**Exercise details**
Could you find each line of the data below that contains the word "cliff" and copy those lines?
START Task material
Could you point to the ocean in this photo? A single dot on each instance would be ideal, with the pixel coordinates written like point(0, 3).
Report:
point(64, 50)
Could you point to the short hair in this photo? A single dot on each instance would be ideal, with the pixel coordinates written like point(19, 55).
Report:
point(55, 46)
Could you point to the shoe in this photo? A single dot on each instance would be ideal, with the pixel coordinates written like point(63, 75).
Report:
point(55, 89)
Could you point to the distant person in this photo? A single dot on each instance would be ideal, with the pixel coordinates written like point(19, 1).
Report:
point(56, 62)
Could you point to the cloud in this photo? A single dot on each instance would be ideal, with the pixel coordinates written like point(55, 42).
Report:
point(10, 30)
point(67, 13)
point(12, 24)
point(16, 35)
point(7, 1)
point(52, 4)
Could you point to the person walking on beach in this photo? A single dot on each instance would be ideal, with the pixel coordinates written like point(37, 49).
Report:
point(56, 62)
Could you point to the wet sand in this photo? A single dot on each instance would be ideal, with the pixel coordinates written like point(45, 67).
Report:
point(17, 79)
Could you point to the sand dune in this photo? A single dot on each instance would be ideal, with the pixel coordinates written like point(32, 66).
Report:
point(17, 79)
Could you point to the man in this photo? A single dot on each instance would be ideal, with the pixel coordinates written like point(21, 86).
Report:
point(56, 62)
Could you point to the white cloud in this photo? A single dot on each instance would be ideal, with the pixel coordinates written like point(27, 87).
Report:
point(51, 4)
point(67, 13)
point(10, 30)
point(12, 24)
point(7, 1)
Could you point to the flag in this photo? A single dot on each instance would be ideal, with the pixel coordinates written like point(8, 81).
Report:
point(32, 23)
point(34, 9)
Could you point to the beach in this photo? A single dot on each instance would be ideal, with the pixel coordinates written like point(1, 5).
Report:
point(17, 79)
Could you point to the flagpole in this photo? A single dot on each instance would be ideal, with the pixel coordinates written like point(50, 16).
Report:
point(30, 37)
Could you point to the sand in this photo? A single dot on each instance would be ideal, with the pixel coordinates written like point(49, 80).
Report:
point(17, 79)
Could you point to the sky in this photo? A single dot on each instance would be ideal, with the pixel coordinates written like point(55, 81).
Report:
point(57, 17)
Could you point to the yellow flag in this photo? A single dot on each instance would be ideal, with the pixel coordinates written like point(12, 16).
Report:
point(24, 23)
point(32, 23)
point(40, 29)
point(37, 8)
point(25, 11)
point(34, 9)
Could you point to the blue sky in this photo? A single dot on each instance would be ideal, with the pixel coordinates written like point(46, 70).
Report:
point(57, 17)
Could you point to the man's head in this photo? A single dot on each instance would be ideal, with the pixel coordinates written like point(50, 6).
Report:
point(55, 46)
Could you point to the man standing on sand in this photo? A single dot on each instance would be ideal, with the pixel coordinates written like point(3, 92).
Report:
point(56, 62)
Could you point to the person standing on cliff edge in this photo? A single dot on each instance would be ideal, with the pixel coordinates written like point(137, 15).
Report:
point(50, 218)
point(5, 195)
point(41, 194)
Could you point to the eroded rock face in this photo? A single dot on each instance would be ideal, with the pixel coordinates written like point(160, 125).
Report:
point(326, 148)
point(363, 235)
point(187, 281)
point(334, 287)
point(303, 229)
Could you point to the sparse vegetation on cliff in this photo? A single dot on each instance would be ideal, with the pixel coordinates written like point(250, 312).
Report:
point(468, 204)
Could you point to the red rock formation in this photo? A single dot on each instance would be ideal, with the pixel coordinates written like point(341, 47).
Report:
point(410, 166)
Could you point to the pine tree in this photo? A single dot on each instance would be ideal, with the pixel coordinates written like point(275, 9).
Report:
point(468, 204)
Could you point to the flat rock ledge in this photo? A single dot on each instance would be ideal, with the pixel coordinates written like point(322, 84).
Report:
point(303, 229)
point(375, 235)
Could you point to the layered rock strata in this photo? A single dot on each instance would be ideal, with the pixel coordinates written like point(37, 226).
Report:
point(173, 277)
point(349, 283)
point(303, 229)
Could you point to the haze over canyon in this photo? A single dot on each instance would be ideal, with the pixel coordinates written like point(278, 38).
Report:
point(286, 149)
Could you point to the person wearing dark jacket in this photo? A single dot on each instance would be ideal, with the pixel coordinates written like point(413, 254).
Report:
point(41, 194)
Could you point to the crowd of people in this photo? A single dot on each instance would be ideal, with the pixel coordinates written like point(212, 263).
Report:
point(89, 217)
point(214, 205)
END Task material
**Reply**
Could you point to the person standing on cliff edge in this photo? A single dot on each instance would be ideal, with the pixel coordinates written like point(137, 15).
Could you point to the sparse vegetation on cliff in this photo? A single dot on each instance would be ideal, with the pixel coordinates written like point(250, 312).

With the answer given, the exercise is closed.